● Provided passage
■ ■ ■ ■
Preventative Maintenance: TVL Audits and Rate Limits

For institutional deployments, the firewall must extend beyond simple whitelisting into deep state-aware validation.

1. TVL Sanity Loops and Liquidity Checks

Configure the require_tvl_audit flag to make the firewall perform async checks against external subgraphs or on-chain liquidity pools.

• Execution Path: Before approving a swap into a new token, the firewall pings an indexer (e.g., The Graph or DefiLlama).
• Validation Logic: If the target liquidity pool’s Total Value Locked (TVL) has dropped by more than 20% in the last hour, or if the pool size is below a safe threshold (e.g., $500k), the firewall rejects the swap. This protects the agent from being the “exit liquidity” in a rug pull or a flash-loan attack.

2. Rate Limiting and Velocity Checks

To prevent rapid-fire micro-transactions (a common signature of a compromised or malfunctioning agent), implement a Token Bucket Algorithm inside the firewall logic.

• Epoch Limits: Define a maximum “spend” per hour or per day.
• Transaction Velocity: Limit the number of transactions per block. If the agent attempts to sign 50 transactions in a single block, the firewall enters a “Cooldown Mode,” requiring manual operator intervention to reset.

3. Production-Grade Configuration Schema

Use a strict Zod or JSON-schema definition to manage your firewall rules. This prevents “configuration drift” where rules are accidentally weakened during maintenance.

const FirewallSchema = z.object({
  chains: z.array(z.number()), // e.g., [1, 137, 8453]
  rules: z.object({
    daily_limit_usd: z.number().max(50000),
    max_slippage_bps: z.number().int().min(1).max(1000),
    whitelist_only: z.boolean().default(true),
  }),
  alerts: z.object({
    webhook_url: z.string().url(),
    severity: z.enum(["low", "high", "critical"]),
  })
■ ■ ■ ■
● Entries shown
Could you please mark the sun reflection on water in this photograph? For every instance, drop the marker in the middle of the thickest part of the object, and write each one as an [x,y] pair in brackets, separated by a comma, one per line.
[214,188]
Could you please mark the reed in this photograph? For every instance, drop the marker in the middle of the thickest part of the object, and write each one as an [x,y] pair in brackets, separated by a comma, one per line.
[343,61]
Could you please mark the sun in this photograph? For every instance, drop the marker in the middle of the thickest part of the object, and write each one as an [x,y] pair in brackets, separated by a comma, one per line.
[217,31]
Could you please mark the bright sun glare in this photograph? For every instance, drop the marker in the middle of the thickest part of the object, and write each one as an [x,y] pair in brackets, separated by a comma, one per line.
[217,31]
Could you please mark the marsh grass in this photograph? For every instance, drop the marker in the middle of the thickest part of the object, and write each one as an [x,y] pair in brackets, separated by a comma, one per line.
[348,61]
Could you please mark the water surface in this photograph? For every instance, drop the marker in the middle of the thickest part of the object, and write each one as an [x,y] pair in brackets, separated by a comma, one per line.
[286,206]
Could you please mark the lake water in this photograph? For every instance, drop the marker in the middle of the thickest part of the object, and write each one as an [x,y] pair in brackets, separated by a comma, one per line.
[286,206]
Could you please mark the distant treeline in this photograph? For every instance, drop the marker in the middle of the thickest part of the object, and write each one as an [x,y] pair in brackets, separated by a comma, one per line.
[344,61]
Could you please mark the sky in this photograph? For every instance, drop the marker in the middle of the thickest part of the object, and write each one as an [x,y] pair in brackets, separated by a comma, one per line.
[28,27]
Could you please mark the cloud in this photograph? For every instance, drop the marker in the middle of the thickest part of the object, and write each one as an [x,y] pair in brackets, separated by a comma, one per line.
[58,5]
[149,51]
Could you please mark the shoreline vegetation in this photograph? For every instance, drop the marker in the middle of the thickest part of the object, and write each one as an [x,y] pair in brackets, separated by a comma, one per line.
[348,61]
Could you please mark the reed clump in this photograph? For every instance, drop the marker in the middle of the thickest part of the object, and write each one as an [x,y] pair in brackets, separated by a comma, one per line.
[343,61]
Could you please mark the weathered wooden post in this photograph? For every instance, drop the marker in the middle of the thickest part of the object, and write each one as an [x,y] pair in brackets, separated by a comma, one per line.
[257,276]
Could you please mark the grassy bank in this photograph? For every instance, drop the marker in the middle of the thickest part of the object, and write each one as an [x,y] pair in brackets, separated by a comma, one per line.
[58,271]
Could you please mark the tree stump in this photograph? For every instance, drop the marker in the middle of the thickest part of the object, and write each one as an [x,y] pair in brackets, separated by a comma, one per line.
■ ■ ■ ■
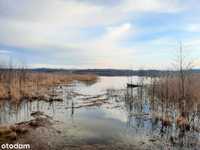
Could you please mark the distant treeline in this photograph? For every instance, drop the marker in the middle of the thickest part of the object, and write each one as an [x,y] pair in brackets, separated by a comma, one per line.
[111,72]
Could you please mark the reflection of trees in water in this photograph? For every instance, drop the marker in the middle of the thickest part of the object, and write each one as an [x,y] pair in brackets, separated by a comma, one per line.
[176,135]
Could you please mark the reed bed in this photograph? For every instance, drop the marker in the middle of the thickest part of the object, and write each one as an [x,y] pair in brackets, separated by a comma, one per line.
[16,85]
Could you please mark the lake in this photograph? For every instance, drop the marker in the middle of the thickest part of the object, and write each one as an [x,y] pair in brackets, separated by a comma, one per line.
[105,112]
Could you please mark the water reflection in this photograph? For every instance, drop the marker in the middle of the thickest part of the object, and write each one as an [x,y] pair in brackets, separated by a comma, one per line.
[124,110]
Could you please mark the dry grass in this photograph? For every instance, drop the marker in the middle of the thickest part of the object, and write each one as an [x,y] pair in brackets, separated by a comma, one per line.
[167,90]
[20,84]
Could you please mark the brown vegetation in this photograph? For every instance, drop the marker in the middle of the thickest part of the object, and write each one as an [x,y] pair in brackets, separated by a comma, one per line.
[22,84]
■ ■ ■ ■
● Exercise A
In the code of the preventative maintenance text, which fields are defined inside the rules and alerts objects?
● Exercise B
Does each statement match the preventative maintenance text? Answer yes or no for each and quote the words that decide it.
(i) The firewall rejects a swap when the pool's TVL has fallen by more than 20% in the last hour.
(ii) Cooldown Mode resets by itself without an operator.
(iii) The whitelist_only rule is set to false by default.
The listing has nothing to do with what you're asked here.

● Reply A
daily_limit_usd, max_slippage_bps, whitelist_only, webhook_url, severity

● Reply B
(i) Yes: "has dropped by more than 20% in the last hour"
(ii) No: "requiring manual operator intervention to reset"
(iii) No: "whitelist_only: z.boolean().default(true)"